PROBLEM TO SOLVE -
Transcribe the following material line by line without alteration, omitting the pictures from your answer.

Start of RECORDED DATA

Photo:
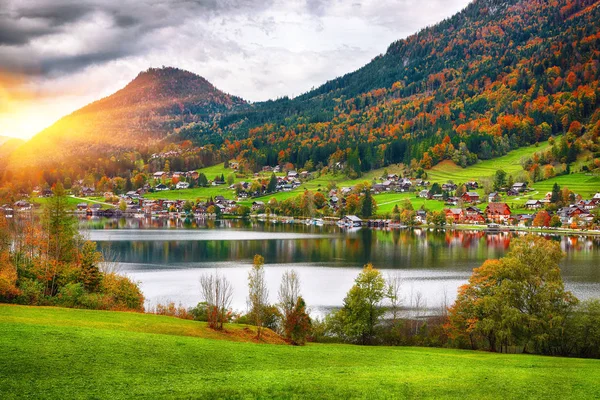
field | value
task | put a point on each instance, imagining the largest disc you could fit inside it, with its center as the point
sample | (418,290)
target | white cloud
(256,50)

End of RECORDED DATA

TASK RESULT -
Photo:
field | value
task | put a point on each instance, imagining the largest disc you could fit inside it, with its center as the point
sample | (418,290)
target | white cloud
(256,50)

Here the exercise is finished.